== Quoted passage ==

US-A 4,591,261 describes a development system having two developer rollers which rotate at different speeds relative to one another. The developer rollers may be used to transport red and black developer material, respectively, or the same color developer material with each developer roller transporting different particle size developer material.

US-A 4,603,961 discloses a controller which regulates the voltage output from a voltage source electrically connected to three developer rollers as a function of the sensed photoreceptor voltage. A fourth developer roller is coupled to another voltage source and electrically biased to a fixed voltage level.

US-A 4,652,113 describes four developer units. Each developer unit is adapted to develop an electrostatic latent image recorded on a photoreceptor with a different color developer material.

Development systems employing two development rollers are also described in "PATENT ABSTRACTS OF JAPAN", Vol. 9, No. 285 (P-404) [2008] and Vol. 11, No. 298 (P-620) [2745], and in US-A-4 265 197. The disclosures of those documents may be summarized as follows:

"PATENT ABSTRACTS OF JAPAN", Vol. 9, No. 285 (P-404) [2008] corresponding to JP-A- 60 126 671 describes a system in which the development rollers are biased to different potentials so that they have different development characteristics. The two characteristics combine to give a desired process response curve.

"PATENT ABSTRACTS OF JAPAN", Vol. 11, No. 298 (P-620) [2745] corresponding to JP-A- 62 090 679 describes a system in which one of the development rollers applies black toner to a latent image (for example, to develop characters) and the other development roller applies gray toner (for example, to develop half-tones).

US-A-4 265 197 describes a system in which a first alternating bias is applied to one development roller for developing the edge portions of a latent image, and a second alternating bias is applied to the other development roller for reproducing the tone gradation of the latent image.

In accordance with one aspect of the present invention, there is provided an apparatus for developing a latent image, as claimed in the accompanying claim 1.

The present invention further provides a method of developing a latent image, as claimed in the accompanying claim 6.

By way of example, an embodiment of the invention will now be described with reference to the accompanying drawings, in which:

• Figure 1 is a schematic elevational view depicting an illustrative electrophotographic printing machine incorporating development apparatus in accordance with the present invention;
• Figure 2 is a schematic elevational view showing the development apparatus of the Figure 1 printing machine in greater detail;
• Figure 3 is a graph showing a plot of the density of the original document versus that of the copy for a conventional development apparatus and the Figure 2 development apparatus; and
• Figure 4 is a graph illustrating a plot of the developed mass versus the bias voltage on the developer unit for the conventional development apparatus and the Figure 2 development apparatus.

In the drawings, like reference numerals have been used throughout to designate identical elements. Figure 1 schematically depicts the various components of an illustrative electrophotographic printing machine incorporating development apparatus in accordance with the present invention. It will become evident from the following discussion that this apparatus is equally well suited for use in a wide variety of electrostatographic printing machines.

Inasmuch as the art of electrophotographic printing is well known, the various processing stations employed in the Figure 1 printing machine will be shown hereinafter schematically and their operation described with reference thereto.

===

What you will do
Return the portion of the patent passage starting with "US-A-4 265 197 describes" and going on through "the latent image.", without altering a single word. Rely solely on the patent passage above.

== Data excerpt ==

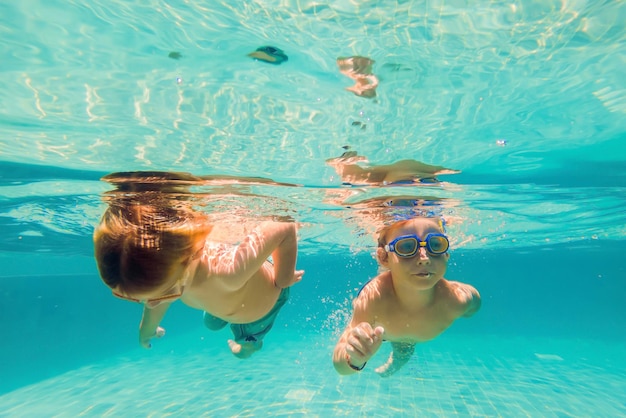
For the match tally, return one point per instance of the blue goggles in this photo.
(408, 245)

===

Full solution
US-A-4 265 197 describes a system in which a first alternating bias is applied to one development roller for developing the edge portions of a latent image, and a second alternating bias is applied to the other development roller for reproducing the tone gradation of the latent image.